* [SELECTED EXCERPT]

-=-=-

5 min read
7 Key Asset Management Trends and How Firms Can Respond

Key Takeaways
- AI is everywhere and leading asset managers are embedding it into processes, ranging from marketing to risk management.
- The lines between public and private markets are being redrawn and asset managers are adjusting their product development plans to adapt.
- Morningstar’s solutions are evolving to help asset managers meet this moment. We’re adopting AI in our software experiences and building the data and analytics that will become the language of portfolios that span both public and private markets.
The asset management industry is in the middle of a moment of rapid transformation. AI adoption, the convergence of public and private markets, and the proliferation of new investment vehicles are re-defining asset managers’ approach to building for scale.
Here, we share 7 top trends shaping the asset management industry today—and the steps asset managers can take to harness them.
Software Takes Canter Stage in Asset Management
Software is eating the world and the asset management industry is no exception. Technology-led distribution from turnkey asset management platforms to robo-advisors are now major drivers of investment strategy delivery.
As AI adoption accelerates and index-based strategies grow, asset managers are shifting to data-driven and rules-based models—bringing both new efficiencies and risks.

-=-=-

* [SET TASKS]
[a] Retype everything in the asset management trends article from "Software Takes Canter" down to "investment strategy delivery.".
[b] Render this sentence from the asset management trends article in Spanish: "The asset management industry is in the middle of a moment of rapid transformation."
[c] In the asset management trends article, what range of processes are leading asset managers embedding AI into?
The data after this point comes from a different source than the article.

-=-=-

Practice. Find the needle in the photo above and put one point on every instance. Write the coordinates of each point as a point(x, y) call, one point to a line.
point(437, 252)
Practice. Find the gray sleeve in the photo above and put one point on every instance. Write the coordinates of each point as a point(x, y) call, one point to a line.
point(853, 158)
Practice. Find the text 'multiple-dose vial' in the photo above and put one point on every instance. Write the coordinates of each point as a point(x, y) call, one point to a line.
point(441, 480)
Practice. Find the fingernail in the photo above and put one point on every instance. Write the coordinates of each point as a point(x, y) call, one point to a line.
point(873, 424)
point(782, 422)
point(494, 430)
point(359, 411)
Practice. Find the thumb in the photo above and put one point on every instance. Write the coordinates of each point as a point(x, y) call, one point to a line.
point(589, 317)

-=-=-

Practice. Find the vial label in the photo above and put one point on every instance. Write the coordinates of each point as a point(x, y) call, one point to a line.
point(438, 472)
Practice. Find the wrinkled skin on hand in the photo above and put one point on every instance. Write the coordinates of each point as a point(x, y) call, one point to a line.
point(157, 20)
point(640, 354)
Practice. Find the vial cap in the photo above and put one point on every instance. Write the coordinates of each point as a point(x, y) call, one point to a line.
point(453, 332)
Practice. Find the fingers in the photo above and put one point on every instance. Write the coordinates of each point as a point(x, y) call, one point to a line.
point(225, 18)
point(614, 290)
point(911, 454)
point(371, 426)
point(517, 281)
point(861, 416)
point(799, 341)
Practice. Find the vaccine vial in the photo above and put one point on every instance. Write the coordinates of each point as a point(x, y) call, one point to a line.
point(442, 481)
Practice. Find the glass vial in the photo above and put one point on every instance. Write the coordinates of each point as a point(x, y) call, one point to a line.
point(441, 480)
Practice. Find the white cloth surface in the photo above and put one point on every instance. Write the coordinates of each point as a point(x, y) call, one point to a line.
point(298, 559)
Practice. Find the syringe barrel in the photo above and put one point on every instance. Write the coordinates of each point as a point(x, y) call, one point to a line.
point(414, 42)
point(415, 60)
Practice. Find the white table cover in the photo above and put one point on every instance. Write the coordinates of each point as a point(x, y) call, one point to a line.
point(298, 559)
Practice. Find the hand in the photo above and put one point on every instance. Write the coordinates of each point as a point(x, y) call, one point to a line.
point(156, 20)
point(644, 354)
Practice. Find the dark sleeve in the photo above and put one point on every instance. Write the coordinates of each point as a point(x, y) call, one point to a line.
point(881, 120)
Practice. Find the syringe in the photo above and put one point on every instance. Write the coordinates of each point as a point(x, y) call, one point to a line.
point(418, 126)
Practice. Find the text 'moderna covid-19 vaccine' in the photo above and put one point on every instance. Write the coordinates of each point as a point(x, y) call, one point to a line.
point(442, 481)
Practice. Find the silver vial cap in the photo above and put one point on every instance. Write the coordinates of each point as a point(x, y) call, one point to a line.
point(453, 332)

-=-=-

* [SOLVED PROBLEMS]
[a]
Software Takes Canter Stage in Asset Management
Software is eating the world and the asset management industry is no exception. Technology-led distribution from turnkey asset management platforms to robo-advisors are now major drivers of investment strategy delivery.

[b] La industria de gestión de activos se encuentra en medio de un momento de rápida transformación.

[c] Processes ranging from marketing to risk management.